> **Tarefa proposta A**:
Informe cada linha dos registros abaixo que contenha a palavra "dome", transcrevendo-a por inteiro. Maiúsculas e minúsculas são diferenciadas.

Via Cinema & Outras Artes
As
reações do grosso da mídia à Operação
Monte Carlo, às ligações Cachoeira-Demóstenes-imprensa, e à aprovação da respectiva CPI têm apresentado
características que, embora não surpreendam, suscitam preocupação e desalento.
A
esperança de que as evidências de associação
com o crime organizado que paira sobre setores da imprensa fosse, por sua
gravidade, promover um processo de revisão de seus métodos, condutas e
deontologia se dissipa ante a constatação
de que omissões, distorções e um perfil marcadamente partidário de atuação continuam ditando o perfil da cobertura do tema.
Operação-abafa
Em
um primeiro momento, tratou-se de abafar o caso, já que este envolvia um dos
ídolos do neoudenismo midiático – e, logo se soube, a mais raivosamente
antipetista das revistas semanais. Tal fase durou pouco mais de uma semana, até
que o burburinho gerado na internet, somado à gravidade das acusações contra
Demóstenes, fez com que parte da mídia – talvez receosa de que seu silêncio
fosse interpretado como cumplicidade criminosa – passou a acompanhar o caso.
É
forçoso constatar, no entanto, que isso se deu de forma relutante – ainda que
sem o estardalhaço moralista costumeiro (substituído por uma prudência
acusatória inaudita) e se valendo de pesos e medidas desproporcionais aos
habitualmente empregados na sucessão de denúncias contra a aliança governista,
a mídia teve de se resignar a entregar a cabeça do senador catão à opinião
pública.

> **Registros da tarefa**:
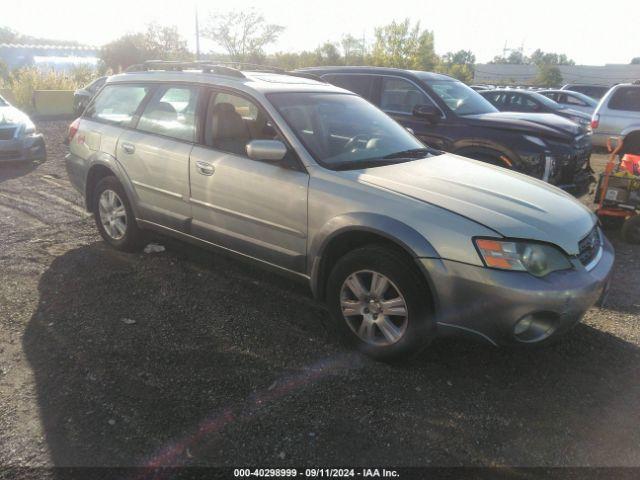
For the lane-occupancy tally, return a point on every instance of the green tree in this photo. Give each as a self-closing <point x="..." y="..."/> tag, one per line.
<point x="125" y="51"/>
<point x="516" y="57"/>
<point x="164" y="42"/>
<point x="460" y="65"/>
<point x="353" y="50"/>
<point x="158" y="42"/>
<point x="403" y="45"/>
<point x="243" y="34"/>
<point x="8" y="35"/>
<point x="548" y="58"/>
<point x="548" y="76"/>
<point x="328" y="54"/>
<point x="4" y="71"/>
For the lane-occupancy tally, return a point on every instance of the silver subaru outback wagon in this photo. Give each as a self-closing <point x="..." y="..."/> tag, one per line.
<point x="401" y="241"/>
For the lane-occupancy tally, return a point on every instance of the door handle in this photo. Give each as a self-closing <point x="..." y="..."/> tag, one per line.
<point x="205" y="168"/>
<point x="128" y="148"/>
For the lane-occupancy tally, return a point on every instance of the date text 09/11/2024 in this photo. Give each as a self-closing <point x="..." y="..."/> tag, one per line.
<point x="316" y="473"/>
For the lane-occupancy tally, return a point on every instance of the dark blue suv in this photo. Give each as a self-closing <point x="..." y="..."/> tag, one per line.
<point x="448" y="115"/>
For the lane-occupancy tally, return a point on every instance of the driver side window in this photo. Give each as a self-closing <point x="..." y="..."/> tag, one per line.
<point x="401" y="96"/>
<point x="233" y="121"/>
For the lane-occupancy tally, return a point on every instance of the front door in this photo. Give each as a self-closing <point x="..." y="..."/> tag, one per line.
<point x="252" y="207"/>
<point x="156" y="155"/>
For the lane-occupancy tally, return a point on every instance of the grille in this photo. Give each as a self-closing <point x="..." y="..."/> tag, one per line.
<point x="9" y="155"/>
<point x="7" y="133"/>
<point x="589" y="247"/>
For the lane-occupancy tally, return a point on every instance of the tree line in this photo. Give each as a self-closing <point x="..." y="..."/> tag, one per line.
<point x="243" y="36"/>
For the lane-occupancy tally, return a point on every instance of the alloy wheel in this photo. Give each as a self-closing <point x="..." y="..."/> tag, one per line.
<point x="113" y="214"/>
<point x="374" y="308"/>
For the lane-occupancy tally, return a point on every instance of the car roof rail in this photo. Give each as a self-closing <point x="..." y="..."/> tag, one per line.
<point x="178" y="66"/>
<point x="232" y="69"/>
<point x="270" y="69"/>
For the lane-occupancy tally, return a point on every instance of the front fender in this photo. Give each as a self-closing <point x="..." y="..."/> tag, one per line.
<point x="630" y="129"/>
<point x="403" y="235"/>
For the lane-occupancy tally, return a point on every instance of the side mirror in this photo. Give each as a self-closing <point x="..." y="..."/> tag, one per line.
<point x="266" y="150"/>
<point x="429" y="112"/>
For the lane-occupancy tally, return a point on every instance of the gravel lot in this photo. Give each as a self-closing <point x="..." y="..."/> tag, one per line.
<point x="191" y="358"/>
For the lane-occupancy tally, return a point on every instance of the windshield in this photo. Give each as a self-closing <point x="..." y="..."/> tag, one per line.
<point x="345" y="132"/>
<point x="585" y="98"/>
<point x="460" y="98"/>
<point x="546" y="101"/>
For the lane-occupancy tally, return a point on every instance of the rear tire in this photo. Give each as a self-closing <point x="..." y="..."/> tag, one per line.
<point x="391" y="317"/>
<point x="114" y="216"/>
<point x="631" y="230"/>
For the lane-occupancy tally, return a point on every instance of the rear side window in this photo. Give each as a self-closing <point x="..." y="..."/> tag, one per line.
<point x="360" y="84"/>
<point x="117" y="104"/>
<point x="626" y="98"/>
<point x="171" y="112"/>
<point x="571" y="100"/>
<point x="401" y="96"/>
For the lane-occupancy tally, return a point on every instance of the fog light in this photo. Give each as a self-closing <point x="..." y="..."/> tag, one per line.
<point x="523" y="325"/>
<point x="535" y="327"/>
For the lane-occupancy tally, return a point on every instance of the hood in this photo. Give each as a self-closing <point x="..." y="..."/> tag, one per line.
<point x="11" y="116"/>
<point x="512" y="204"/>
<point x="539" y="124"/>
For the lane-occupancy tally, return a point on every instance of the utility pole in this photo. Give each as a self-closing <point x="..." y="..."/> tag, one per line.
<point x="197" y="36"/>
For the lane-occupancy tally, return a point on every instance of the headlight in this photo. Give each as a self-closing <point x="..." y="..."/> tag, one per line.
<point x="29" y="128"/>
<point x="536" y="140"/>
<point x="536" y="258"/>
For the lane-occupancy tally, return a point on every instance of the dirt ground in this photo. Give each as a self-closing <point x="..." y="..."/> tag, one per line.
<point x="191" y="358"/>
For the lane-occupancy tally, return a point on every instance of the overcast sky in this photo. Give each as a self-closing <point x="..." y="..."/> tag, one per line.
<point x="577" y="28"/>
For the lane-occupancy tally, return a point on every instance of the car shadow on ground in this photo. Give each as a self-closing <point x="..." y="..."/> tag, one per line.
<point x="11" y="170"/>
<point x="192" y="358"/>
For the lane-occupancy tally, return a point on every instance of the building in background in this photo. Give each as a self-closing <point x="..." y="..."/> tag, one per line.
<point x="507" y="74"/>
<point x="61" y="58"/>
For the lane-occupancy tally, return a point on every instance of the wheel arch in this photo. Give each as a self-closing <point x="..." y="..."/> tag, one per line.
<point x="103" y="167"/>
<point x="345" y="233"/>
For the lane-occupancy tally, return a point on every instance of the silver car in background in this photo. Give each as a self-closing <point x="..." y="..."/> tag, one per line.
<point x="19" y="140"/>
<point x="402" y="242"/>
<point x="617" y="114"/>
<point x="574" y="100"/>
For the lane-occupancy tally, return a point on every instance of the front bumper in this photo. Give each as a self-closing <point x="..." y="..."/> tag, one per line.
<point x="25" y="149"/>
<point x="491" y="302"/>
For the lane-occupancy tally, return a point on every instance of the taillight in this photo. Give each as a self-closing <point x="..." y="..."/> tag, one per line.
<point x="73" y="129"/>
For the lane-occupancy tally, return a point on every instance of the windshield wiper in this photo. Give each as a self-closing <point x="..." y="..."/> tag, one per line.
<point x="360" y="164"/>
<point x="412" y="153"/>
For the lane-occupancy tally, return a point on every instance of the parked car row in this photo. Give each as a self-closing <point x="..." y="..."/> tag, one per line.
<point x="402" y="241"/>
<point x="19" y="140"/>
<point x="446" y="114"/>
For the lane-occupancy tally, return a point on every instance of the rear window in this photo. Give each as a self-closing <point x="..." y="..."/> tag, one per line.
<point x="626" y="98"/>
<point x="117" y="104"/>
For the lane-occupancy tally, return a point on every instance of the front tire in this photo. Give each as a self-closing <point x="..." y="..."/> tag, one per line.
<point x="380" y="303"/>
<point x="114" y="216"/>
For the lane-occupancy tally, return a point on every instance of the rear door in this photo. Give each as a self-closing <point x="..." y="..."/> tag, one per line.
<point x="253" y="207"/>
<point x="106" y="118"/>
<point x="156" y="155"/>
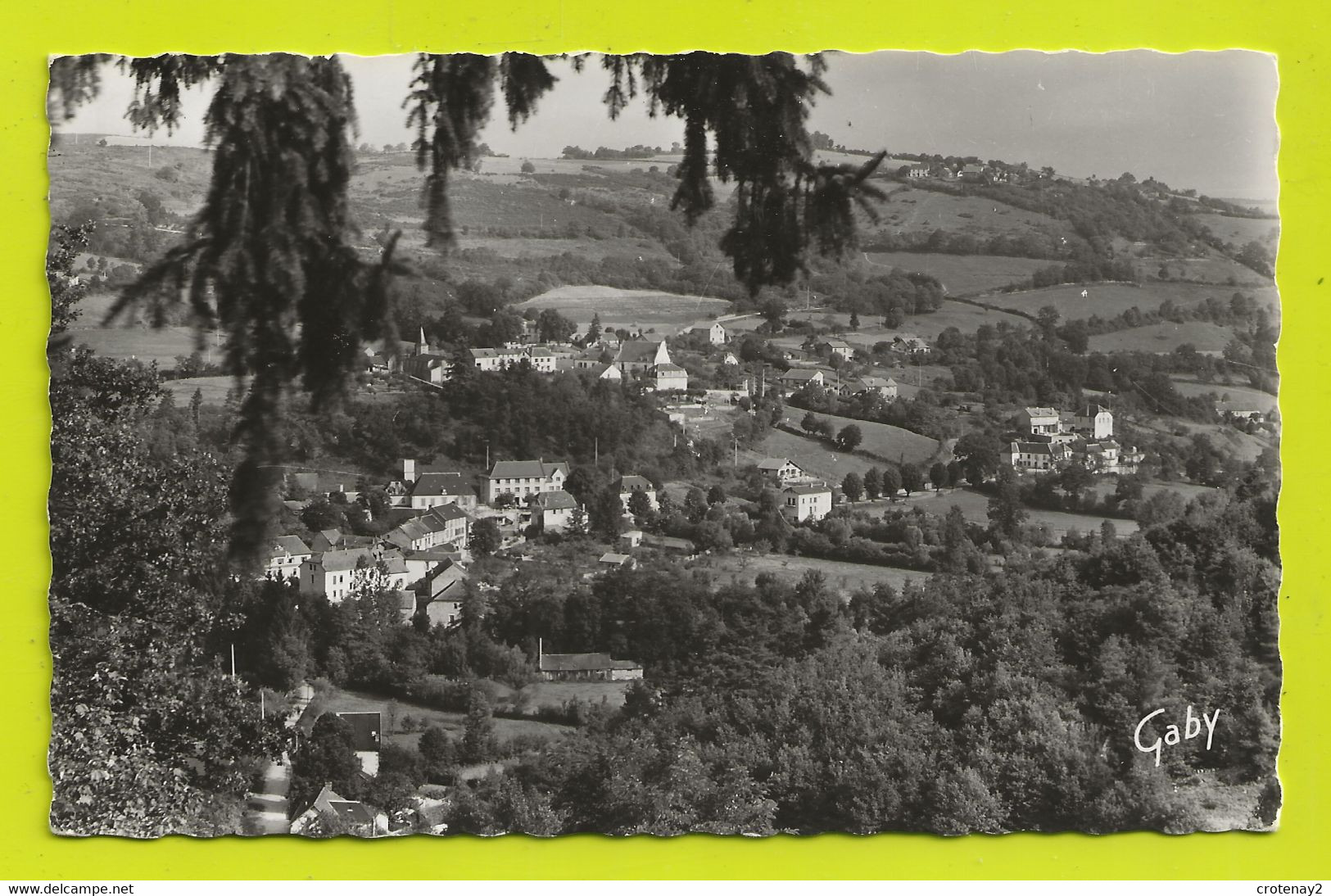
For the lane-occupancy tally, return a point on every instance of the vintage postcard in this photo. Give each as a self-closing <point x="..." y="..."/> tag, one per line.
<point x="453" y="444"/>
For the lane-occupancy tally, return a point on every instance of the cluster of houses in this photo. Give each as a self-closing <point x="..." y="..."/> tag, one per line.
<point x="422" y="558"/>
<point x="1052" y="440"/>
<point x="796" y="378"/>
<point x="609" y="359"/>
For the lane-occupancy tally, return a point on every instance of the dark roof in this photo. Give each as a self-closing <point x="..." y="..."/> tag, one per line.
<point x="526" y="469"/>
<point x="668" y="542"/>
<point x="582" y="662"/>
<point x="808" y="491"/>
<point x="638" y="351"/>
<point x="289" y="545"/>
<point x="438" y="483"/>
<point x="558" y="500"/>
<point x="351" y="812"/>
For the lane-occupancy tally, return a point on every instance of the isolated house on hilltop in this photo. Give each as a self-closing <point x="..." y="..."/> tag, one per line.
<point x="1094" y="419"/>
<point x="329" y="815"/>
<point x="805" y="502"/>
<point x="632" y="485"/>
<point x="285" y="557"/>
<point x="1039" y="421"/>
<point x="781" y="469"/>
<point x="587" y="667"/>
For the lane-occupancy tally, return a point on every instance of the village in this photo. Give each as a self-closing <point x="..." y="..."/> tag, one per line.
<point x="519" y="505"/>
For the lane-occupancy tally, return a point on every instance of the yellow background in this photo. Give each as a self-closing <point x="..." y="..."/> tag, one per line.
<point x="1294" y="31"/>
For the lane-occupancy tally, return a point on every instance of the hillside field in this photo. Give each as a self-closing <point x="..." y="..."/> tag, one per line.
<point x="1109" y="300"/>
<point x="1239" y="231"/>
<point x="976" y="509"/>
<point x="1234" y="397"/>
<point x="915" y="210"/>
<point x="820" y="459"/>
<point x="743" y="568"/>
<point x="962" y="274"/>
<point x="1203" y="336"/>
<point x="215" y="389"/>
<point x="627" y="308"/>
<point x="1210" y="270"/>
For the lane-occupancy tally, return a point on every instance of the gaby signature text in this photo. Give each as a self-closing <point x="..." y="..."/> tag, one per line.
<point x="1192" y="728"/>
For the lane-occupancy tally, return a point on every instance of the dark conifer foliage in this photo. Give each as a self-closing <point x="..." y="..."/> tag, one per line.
<point x="270" y="256"/>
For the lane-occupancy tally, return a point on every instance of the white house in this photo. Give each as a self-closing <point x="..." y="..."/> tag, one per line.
<point x="1039" y="421"/>
<point x="436" y="489"/>
<point x="337" y="574"/>
<point x="805" y="502"/>
<point x="837" y="346"/>
<point x="641" y="355"/>
<point x="877" y="385"/>
<point x="796" y="378"/>
<point x="285" y="557"/>
<point x="523" y="478"/>
<point x="632" y="485"/>
<point x="781" y="469"/>
<point x="554" y="509"/>
<point x="1096" y="421"/>
<point x="670" y="377"/>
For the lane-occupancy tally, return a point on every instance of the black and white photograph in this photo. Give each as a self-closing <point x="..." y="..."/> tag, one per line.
<point x="663" y="444"/>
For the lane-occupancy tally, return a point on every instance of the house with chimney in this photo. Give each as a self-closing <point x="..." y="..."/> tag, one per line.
<point x="553" y="510"/>
<point x="523" y="478"/>
<point x="632" y="485"/>
<point x="285" y="555"/>
<point x="805" y="502"/>
<point x="340" y="572"/>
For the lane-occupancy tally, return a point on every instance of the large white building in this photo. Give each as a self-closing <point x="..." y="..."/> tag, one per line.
<point x="523" y="478"/>
<point x="338" y="574"/>
<point x="805" y="502"/>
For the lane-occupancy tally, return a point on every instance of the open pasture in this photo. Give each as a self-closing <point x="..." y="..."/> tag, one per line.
<point x="962" y="274"/>
<point x="1111" y="300"/>
<point x="627" y="308"/>
<point x="1161" y="338"/>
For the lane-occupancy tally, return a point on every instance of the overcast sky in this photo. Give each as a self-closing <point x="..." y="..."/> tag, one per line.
<point x="1202" y="120"/>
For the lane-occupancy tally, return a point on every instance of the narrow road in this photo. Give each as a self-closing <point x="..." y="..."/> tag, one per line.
<point x="266" y="810"/>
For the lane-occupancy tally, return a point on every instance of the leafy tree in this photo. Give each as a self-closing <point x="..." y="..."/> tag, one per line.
<point x="641" y="506"/>
<point x="319" y="514"/>
<point x="328" y="757"/>
<point x="1005" y="512"/>
<point x="478" y="735"/>
<point x="852" y="486"/>
<point x="890" y="481"/>
<point x="695" y="505"/>
<point x="939" y="476"/>
<point x="553" y="327"/>
<point x="849" y="437"/>
<point x="911" y="478"/>
<point x="873" y="482"/>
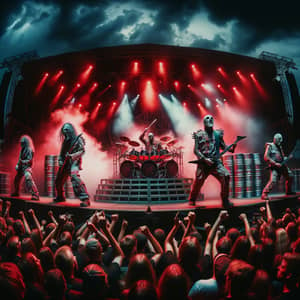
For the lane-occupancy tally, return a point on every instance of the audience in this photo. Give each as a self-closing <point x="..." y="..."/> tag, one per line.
<point x="57" y="259"/>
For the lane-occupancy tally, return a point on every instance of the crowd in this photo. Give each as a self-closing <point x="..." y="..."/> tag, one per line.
<point x="59" y="260"/>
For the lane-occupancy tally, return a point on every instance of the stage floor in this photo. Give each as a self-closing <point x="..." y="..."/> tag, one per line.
<point x="155" y="207"/>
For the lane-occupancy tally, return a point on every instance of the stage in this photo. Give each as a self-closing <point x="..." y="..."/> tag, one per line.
<point x="153" y="214"/>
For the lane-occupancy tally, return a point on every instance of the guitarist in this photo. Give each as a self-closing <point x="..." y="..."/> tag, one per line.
<point x="69" y="165"/>
<point x="275" y="158"/>
<point x="24" y="168"/>
<point x="207" y="149"/>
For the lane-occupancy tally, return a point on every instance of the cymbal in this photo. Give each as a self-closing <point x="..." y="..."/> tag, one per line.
<point x="124" y="139"/>
<point x="133" y="143"/>
<point x="165" y="138"/>
<point x="173" y="142"/>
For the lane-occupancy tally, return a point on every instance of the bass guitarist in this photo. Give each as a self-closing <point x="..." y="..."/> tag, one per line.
<point x="70" y="164"/>
<point x="208" y="143"/>
<point x="276" y="160"/>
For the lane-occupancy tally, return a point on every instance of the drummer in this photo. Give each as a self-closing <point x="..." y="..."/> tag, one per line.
<point x="151" y="145"/>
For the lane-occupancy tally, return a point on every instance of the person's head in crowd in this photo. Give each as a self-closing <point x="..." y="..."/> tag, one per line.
<point x="261" y="286"/>
<point x="93" y="251"/>
<point x="221" y="263"/>
<point x="128" y="245"/>
<point x="292" y="231"/>
<point x="267" y="231"/>
<point x="65" y="261"/>
<point x="224" y="245"/>
<point x="3" y="225"/>
<point x="282" y="241"/>
<point x="173" y="284"/>
<point x="70" y="227"/>
<point x="141" y="246"/>
<point x="233" y="234"/>
<point x="288" y="217"/>
<point x="46" y="258"/>
<point x="95" y="282"/>
<point x="255" y="256"/>
<point x="13" y="246"/>
<point x="55" y="284"/>
<point x="165" y="259"/>
<point x="142" y="290"/>
<point x="160" y="235"/>
<point x="31" y="269"/>
<point x="37" y="239"/>
<point x="139" y="268"/>
<point x="240" y="248"/>
<point x="189" y="251"/>
<point x="49" y="228"/>
<point x="19" y="228"/>
<point x="10" y="221"/>
<point x="296" y="246"/>
<point x="27" y="245"/>
<point x="289" y="270"/>
<point x="239" y="276"/>
<point x="65" y="239"/>
<point x="255" y="234"/>
<point x="268" y="254"/>
<point x="12" y="286"/>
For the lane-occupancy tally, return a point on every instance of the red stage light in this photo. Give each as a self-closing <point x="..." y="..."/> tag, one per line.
<point x="135" y="69"/>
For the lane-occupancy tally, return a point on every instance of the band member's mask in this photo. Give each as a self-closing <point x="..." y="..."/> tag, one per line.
<point x="24" y="142"/>
<point x="277" y="140"/>
<point x="67" y="131"/>
<point x="151" y="137"/>
<point x="208" y="121"/>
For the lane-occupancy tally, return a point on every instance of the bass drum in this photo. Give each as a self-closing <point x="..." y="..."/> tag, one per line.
<point x="129" y="169"/>
<point x="168" y="169"/>
<point x="149" y="169"/>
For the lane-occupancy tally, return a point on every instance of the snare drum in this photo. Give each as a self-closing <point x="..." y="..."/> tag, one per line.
<point x="149" y="169"/>
<point x="133" y="155"/>
<point x="168" y="169"/>
<point x="129" y="169"/>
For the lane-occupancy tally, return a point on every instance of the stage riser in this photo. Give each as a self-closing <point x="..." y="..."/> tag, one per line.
<point x="51" y="168"/>
<point x="245" y="171"/>
<point x="144" y="190"/>
<point x="5" y="183"/>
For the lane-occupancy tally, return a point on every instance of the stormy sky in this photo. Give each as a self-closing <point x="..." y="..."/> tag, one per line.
<point x="244" y="27"/>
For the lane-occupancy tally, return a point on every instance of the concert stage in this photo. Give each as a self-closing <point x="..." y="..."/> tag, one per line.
<point x="153" y="214"/>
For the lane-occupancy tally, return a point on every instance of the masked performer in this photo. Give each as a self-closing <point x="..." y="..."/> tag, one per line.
<point x="207" y="149"/>
<point x="275" y="158"/>
<point x="24" y="168"/>
<point x="70" y="159"/>
<point x="150" y="144"/>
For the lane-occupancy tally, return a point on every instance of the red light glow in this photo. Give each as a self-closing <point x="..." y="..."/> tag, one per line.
<point x="41" y="83"/>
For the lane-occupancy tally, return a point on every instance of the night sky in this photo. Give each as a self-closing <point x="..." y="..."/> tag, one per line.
<point x="243" y="27"/>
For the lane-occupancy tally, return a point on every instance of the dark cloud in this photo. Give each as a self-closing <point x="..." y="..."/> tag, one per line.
<point x="217" y="43"/>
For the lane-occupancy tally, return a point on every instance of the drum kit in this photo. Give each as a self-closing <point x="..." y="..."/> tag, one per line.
<point x="160" y="163"/>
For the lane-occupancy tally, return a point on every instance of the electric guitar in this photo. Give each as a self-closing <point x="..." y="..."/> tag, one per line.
<point x="202" y="161"/>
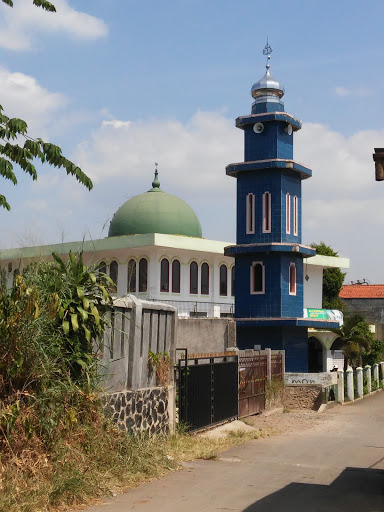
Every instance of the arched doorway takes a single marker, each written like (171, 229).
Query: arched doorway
(315, 355)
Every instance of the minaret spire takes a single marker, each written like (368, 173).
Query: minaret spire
(156, 182)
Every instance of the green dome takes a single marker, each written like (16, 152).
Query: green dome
(155, 211)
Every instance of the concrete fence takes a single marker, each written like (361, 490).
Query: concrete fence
(355, 384)
(134, 397)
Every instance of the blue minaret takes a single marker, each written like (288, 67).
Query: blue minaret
(269, 251)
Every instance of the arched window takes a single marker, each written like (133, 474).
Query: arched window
(250, 214)
(176, 276)
(292, 279)
(288, 214)
(131, 284)
(295, 216)
(266, 212)
(257, 278)
(164, 275)
(114, 271)
(143, 275)
(223, 280)
(205, 279)
(193, 277)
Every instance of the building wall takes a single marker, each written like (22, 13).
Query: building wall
(202, 335)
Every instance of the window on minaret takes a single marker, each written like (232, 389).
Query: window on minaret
(193, 278)
(250, 214)
(257, 278)
(164, 275)
(205, 279)
(288, 214)
(114, 271)
(143, 275)
(131, 285)
(266, 212)
(176, 276)
(292, 279)
(223, 280)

> **Tarefa proposta B**:
Prolongue o trecho sobre a reação da mídia ao caso Cachoeira-Demóstenes a partir do ponto em que ele termina.

> **Resposta A**:
Every instance of the green dome takes a single marker, each written like (16, 152).
Query: green dome

> **Resposta B**:
Inversão de culpa
Teve
início, então, um segundo movimento, que se perpetua até os dias atuais: tentar
atribuir às forças demotucanas a autoria da CPI e o ímpeto investigativo contra
“mais um episódio de corrupção”.
Cabe destacar dois truques baratos acoplados a tal estratégia: o primeiro é que
tal caracterização, ao tipificar o mais
grave caso de envolvimento da imprensa com o crime organizado como mais uma
falcatrua dentre tantas, o banaliza.
Esse
segundo truque combina elementos de mistificação
e de total desapego aos fatos, ao classificar o escândalo Cachoeira-Demóstenes
como “mais um caso de corrupção no
governo petista”. Desnecessário apontar o quanto a adoção
de tal estratégia - à qual incorreu inclusive um ex-jornalista de prestígio,
hoje convertido em hidrófobo blogueiro corporativo – é desrespeitosa para com o
leitor/cidadão, concebido como um idiota desinformado incapaz de se aperceber
do absurdo de se debitar as faltas da oposição
conservadoras na conta das forças governistas que se lhe opõem.
O
movimento de inverter responsabilidades e confundir a opinião pública contou,
no início, com o auxílio luxuoso de Fernando Henrique Cardoso, que durante dois
dias monopolizou a mídia que o adora e adula com declarações de apoio à CPI.
Daí em diante passou-se a bola da embromação
a focas menores, na imprensa e na política – inclusive lideranças do DEM (sic)
bem próximas a Demóstenes -, que continuam a empiná-la à ponta do focinho, para
deleite do público cada vez menor que lhes é cativo.
Bode expiatório
Um
terceiro movimento midiático visa desviar o foco da atenção,
de Demóstenes para alguma figura da aliança governista. A questão, para a mídia
e para a oposição, não é de escala:
ou seja, não importa que as acusações contra o ex-senador do DEM tenham
centenas de provas a sustentá-las, enquanto as suspeitas contra, digamos, o
governador Agnelo se baseiem em escassos indícios – eles apostam que, através
do seu poder de ampliação,
conseguirão convencer a opinião pública de que estas são mais graves do que
aquelas. Para tais forças não importará, portanto, se, após o escrutínio milimétrico
dos documentos da CPI, só lambaris e agulhinhas da aliança governista caírem na
rede – o trabalho da mídia e dos setores conservadores será, então,
transformá-los em pirarucus e em tubarões bem mais ameaçadores do que
Demóstenes.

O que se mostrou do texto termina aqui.